* LISTED RECORDS:
=======
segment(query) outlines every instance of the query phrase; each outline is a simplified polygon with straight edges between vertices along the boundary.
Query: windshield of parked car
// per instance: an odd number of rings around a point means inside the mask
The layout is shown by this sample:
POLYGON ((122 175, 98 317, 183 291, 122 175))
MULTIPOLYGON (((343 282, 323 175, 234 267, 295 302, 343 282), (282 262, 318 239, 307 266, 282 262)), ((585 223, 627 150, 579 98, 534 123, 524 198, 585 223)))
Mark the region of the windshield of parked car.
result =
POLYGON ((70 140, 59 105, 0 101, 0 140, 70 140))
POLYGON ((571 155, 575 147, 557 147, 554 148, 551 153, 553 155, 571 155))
=======
* WORK TO COMPLETE: Retype the records above in full, exactly as they appear.

* COMPLETED EXERCISE:
segment(query) outlines every instance of the query phrase; each outline is a simplified polygon with straight edges between vertices along the boundary.
Query: windshield of parked car
// per instance: an odd number of rings around a point means inside the mask
The layout is shown by this sample:
POLYGON ((122 175, 98 317, 183 291, 122 175))
MULTIPOLYGON (((343 282, 323 175, 234 267, 295 302, 343 282), (282 262, 318 239, 307 266, 282 262)), ((585 223, 627 150, 579 98, 534 123, 524 198, 585 223)))
Mark the region of the windshield of parked car.
result =
POLYGON ((70 140, 59 105, 0 101, 0 140, 70 140))
POLYGON ((571 155, 575 147, 557 147, 554 148, 551 153, 553 155, 571 155))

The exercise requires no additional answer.